Bloco de texto:
§ §
Na comparação mensal interanual, diz Castro, a importação deve continuar a apresentar perdas em outubro e novembro. E a dinâmica de um superávit como resultado de maior redução das importações do que das exportações se manterá, assim como a perspectiva de perda da corrente de comércio. A AEB projeta redução ëm torno de 16% para as importações em 2020 e de 6,5% nas exportações. O superávit estimado está entre US$ 55 bilhões e US$ 57 bilhões.
A Tendências mantém projeção de superávit de US$ 59 bilhões ao fim do ano, valor que deve superar em US$ 11 bilhões o saldo de 2019. O aumento do superávit até agora, diz Campos Neto, é reflexo direto da pandemia, que afetou mais fortemente as importações através do choque na atividade interna e da forte depreciação cambial, enquanto as exportações foram sustentadas pela recuperação dos preços das commodities.
O subsecretário de Inteligência e Estatísticas de Comércio Exterior, Herlon Brandão, frisa que a variação tanto das exportações e importações em setembro teve base mais alta de comparação em razão de um embarque de plataforma no mesmo mês de 2019. Isso também teve reflexos no desembarque, informa. Para 2020, a estimativa da Secex também é de saldo maior que o do ano passado. A secretaria projeta superávit comercial de US$ 55 bilhões, ante os US$ 55,4 bilhões divulgados em julho.
§ §
Dados fornecidos:
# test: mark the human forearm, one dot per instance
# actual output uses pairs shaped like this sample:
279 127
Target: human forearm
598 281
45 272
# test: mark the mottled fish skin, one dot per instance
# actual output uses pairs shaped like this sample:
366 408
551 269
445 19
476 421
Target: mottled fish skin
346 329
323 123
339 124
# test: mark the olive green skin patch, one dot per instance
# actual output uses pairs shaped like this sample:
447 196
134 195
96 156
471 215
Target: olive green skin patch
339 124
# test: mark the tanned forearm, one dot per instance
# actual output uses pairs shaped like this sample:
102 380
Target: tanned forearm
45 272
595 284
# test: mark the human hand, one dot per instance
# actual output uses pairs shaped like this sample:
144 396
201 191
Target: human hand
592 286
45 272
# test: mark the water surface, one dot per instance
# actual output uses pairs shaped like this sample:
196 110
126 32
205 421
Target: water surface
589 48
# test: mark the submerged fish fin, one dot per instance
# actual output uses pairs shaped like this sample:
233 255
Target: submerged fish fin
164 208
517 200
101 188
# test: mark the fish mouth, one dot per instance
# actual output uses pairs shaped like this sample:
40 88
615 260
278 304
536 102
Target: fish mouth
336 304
§ §
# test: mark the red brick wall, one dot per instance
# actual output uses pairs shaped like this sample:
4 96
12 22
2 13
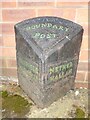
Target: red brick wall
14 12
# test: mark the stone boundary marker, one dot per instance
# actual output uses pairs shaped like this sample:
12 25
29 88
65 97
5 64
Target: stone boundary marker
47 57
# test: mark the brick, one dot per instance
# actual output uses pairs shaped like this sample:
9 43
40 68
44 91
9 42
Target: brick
§ §
Tarefa proposta: Diga se cada afirmação concorda com o texto sobre a balança comercial, respondendo sim ou não e citando as palavras do texto que decidem. 1. A Tendências projeta superávit de US$ 59 bilhões ao fim do ano. 2. Segundo Campos Neto, as exportações foram sustentadas pela queda dos preços das commodities. 3. A Secex estima para 2020 um saldo menor que o do ano passado. Para responder, use apenas o texto, e não os dados.

Resposta escrita:
1. Sim: "A Tendências mantém projeção de superávit de US$ 59 bilhões ao fim do ano".
2. Não: "as exportações foram sustentadas pela recuperação dos preços das commodities".
3. Não: "Para 2020, a estimativa da Secex também é de saldo maior que o do ano passado".